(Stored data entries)
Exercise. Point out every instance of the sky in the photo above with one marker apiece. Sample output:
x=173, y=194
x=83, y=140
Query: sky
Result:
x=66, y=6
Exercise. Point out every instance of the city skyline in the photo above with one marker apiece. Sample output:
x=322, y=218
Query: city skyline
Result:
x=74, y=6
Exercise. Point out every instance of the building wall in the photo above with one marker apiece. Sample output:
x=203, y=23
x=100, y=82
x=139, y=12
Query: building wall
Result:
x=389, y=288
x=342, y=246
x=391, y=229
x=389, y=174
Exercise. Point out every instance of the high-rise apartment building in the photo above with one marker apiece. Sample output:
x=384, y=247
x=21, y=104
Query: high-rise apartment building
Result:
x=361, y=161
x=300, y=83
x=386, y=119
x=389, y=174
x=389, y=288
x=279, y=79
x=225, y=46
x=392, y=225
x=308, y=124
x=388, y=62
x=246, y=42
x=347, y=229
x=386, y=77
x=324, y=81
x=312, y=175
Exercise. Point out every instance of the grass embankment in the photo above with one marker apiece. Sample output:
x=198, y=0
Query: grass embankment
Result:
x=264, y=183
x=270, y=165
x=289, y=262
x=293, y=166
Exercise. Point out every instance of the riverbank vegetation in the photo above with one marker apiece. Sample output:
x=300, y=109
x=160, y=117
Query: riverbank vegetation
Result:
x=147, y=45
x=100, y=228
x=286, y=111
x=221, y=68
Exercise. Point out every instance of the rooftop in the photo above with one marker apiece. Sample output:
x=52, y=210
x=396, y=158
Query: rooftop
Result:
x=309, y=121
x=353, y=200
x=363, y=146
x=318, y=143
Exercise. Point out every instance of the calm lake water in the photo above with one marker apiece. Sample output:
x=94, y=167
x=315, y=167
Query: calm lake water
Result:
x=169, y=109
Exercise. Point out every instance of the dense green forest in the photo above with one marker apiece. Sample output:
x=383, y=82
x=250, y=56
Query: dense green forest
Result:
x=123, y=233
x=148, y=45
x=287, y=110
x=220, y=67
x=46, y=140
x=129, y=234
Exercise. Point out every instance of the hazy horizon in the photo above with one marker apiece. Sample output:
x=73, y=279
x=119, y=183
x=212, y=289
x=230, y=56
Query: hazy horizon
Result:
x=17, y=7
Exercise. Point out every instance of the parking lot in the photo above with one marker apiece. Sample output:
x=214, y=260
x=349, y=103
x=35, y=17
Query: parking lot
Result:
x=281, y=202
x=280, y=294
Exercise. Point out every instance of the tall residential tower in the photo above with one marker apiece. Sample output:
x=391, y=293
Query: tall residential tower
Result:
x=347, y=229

What you will do
From the entries, report every line in which the string "city" occurs.

Written response
Exercise. Point out every instance of the city skyline in the photo above with one marker apiece. Sample output:
Query: city skyline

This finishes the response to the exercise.